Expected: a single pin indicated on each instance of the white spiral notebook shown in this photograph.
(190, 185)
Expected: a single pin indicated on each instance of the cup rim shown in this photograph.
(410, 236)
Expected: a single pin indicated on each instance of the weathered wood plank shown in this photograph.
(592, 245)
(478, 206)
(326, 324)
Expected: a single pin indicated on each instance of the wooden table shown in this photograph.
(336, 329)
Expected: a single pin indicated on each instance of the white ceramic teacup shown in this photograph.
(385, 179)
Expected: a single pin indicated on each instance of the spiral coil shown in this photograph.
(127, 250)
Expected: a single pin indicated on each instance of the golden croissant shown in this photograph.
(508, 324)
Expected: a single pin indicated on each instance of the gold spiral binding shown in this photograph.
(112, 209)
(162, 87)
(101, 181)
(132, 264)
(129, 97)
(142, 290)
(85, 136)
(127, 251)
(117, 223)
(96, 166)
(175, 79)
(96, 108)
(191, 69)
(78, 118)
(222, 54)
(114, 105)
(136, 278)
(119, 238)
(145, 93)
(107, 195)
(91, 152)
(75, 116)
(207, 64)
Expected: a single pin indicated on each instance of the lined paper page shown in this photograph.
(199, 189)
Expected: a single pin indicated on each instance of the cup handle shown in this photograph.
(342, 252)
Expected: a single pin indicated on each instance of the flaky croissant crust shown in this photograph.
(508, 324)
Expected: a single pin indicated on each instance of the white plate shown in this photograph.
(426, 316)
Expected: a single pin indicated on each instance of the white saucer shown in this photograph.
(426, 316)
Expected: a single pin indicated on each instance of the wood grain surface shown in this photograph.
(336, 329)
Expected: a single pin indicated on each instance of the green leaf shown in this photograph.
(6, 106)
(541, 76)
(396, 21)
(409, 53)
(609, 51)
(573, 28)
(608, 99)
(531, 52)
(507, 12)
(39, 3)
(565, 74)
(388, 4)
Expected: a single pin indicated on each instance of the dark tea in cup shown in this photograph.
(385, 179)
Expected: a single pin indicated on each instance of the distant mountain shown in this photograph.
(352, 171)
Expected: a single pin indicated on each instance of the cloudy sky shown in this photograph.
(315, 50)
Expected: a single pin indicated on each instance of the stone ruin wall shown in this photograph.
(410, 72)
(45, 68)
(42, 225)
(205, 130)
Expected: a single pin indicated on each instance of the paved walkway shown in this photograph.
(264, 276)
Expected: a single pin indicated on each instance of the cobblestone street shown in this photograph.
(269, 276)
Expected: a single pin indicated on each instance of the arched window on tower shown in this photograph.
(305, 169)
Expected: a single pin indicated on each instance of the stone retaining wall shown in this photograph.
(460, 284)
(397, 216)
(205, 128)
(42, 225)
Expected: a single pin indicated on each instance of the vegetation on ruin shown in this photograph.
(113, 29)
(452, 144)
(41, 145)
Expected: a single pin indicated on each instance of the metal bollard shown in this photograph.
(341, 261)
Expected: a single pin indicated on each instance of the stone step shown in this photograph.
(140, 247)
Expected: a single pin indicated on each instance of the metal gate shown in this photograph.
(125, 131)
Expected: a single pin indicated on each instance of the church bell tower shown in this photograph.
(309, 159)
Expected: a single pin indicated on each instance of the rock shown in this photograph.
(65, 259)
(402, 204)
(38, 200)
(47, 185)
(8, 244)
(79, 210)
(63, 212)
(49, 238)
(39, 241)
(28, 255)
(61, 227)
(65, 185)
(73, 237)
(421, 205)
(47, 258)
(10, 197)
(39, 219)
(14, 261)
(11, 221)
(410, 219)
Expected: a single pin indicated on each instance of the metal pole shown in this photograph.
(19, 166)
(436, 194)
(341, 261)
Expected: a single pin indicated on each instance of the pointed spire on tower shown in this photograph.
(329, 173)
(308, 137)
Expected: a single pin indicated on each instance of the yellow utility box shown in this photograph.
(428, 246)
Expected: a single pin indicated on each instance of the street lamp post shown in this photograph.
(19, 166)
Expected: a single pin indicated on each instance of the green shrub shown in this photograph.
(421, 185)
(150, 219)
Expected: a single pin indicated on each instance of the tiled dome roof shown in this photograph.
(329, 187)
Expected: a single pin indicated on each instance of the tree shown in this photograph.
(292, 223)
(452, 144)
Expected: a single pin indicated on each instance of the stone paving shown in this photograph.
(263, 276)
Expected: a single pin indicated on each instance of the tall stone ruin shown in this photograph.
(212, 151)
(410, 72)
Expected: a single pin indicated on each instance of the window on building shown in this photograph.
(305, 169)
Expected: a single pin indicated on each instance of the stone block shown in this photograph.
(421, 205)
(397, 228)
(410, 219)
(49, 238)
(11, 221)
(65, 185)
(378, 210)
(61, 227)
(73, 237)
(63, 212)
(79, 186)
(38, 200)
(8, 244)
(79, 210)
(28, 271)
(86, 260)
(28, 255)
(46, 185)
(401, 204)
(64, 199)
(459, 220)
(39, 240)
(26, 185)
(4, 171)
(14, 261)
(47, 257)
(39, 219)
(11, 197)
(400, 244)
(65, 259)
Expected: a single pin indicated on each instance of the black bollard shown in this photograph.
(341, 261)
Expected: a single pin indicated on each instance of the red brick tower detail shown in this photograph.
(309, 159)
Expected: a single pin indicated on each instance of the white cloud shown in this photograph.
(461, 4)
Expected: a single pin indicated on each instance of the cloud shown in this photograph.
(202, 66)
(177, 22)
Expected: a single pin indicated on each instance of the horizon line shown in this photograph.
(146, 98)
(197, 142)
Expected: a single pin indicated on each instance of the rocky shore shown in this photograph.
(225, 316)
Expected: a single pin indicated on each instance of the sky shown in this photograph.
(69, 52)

Directive
Rescale the records from the line that contains "Expected: a single pin indicated on each instance of the horizon" through the end of the records. Write out every line in that range, with each answer coordinate multiplied by 1.2 and rounded to the nearest whole number (halves round up), and all other lines unchanged.

Task output
Expected: a single pin indicated on each instance of the horizon line shown in this photograph.
(175, 118)
(236, 170)
Expected: a single pin indicated on each instance of the rocky shore shown in this photograph.
(270, 379)
Expected: a single pin indicated on each instance of the sky shown in this photograph.
(83, 62)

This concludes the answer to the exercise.